— BEGIN Records —

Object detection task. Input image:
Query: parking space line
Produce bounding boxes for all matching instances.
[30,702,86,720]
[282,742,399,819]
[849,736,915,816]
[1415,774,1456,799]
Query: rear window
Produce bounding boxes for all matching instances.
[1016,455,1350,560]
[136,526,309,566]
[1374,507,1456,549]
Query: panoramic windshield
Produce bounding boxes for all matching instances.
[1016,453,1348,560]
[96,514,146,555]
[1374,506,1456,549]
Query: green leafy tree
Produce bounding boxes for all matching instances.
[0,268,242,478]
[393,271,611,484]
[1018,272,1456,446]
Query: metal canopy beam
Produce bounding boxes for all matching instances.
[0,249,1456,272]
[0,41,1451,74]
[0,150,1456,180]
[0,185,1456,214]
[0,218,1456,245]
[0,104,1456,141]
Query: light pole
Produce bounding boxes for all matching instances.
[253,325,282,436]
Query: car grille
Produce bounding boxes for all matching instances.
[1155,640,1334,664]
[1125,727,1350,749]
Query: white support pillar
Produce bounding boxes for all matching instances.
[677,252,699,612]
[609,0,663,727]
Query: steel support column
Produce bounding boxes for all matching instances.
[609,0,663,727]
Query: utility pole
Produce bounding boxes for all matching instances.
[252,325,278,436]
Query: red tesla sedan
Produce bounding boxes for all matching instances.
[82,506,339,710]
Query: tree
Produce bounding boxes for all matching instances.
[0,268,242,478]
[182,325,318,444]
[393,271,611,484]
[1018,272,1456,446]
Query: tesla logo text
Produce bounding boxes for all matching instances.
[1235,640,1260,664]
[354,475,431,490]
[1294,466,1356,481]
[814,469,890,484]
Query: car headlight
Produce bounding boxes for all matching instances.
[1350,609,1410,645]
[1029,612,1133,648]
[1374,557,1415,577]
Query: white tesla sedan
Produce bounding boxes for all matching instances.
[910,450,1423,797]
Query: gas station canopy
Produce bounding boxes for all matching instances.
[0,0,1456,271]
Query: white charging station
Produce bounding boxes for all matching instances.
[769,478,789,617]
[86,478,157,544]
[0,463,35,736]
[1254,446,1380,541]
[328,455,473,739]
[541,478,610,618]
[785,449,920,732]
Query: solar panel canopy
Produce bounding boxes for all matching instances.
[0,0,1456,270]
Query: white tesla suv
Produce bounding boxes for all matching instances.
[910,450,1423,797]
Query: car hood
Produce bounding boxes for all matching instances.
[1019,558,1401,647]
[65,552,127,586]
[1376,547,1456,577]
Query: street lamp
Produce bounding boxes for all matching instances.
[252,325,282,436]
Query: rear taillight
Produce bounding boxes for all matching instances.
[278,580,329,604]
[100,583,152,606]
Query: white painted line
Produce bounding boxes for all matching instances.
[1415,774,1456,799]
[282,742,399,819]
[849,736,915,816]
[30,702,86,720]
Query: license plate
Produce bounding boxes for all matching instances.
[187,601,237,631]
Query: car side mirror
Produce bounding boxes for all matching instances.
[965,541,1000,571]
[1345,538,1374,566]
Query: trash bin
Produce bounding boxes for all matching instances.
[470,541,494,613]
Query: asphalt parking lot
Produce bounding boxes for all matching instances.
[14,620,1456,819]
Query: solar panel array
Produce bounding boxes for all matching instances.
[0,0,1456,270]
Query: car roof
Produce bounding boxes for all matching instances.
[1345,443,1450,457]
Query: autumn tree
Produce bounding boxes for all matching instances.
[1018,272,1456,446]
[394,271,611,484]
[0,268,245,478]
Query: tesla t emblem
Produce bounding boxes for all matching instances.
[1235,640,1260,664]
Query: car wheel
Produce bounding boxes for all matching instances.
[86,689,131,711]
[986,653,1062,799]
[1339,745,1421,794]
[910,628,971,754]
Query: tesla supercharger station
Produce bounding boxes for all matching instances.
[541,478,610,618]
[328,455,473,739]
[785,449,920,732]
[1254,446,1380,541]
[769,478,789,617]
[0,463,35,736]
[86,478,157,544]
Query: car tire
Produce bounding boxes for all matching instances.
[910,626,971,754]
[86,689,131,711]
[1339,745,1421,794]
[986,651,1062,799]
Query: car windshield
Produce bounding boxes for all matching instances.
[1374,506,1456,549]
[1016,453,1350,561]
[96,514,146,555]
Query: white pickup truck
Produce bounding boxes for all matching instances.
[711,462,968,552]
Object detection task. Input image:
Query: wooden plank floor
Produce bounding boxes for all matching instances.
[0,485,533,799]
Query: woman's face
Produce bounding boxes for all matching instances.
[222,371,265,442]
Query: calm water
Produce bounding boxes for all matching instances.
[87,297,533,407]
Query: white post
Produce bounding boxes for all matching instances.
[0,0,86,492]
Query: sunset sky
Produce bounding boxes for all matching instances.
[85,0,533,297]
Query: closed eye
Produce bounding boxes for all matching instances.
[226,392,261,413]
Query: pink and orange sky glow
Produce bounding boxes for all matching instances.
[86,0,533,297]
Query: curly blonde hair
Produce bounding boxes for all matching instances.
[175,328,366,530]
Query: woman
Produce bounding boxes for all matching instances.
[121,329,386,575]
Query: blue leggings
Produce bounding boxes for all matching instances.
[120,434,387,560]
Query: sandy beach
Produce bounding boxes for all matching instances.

— END Records —

• _Short problem_:
Copy the lines exactly as they appear, from the line with "Query: solar panel array" up to and including the line with "[1345,443,1450,457]".

• _Task result_:
Query: solar panel array
Produce bounding boxes for all matching instances.
[0,0,1456,270]
Query: car roof
Produce bounding boxes for all matching instances.
[1345,443,1450,457]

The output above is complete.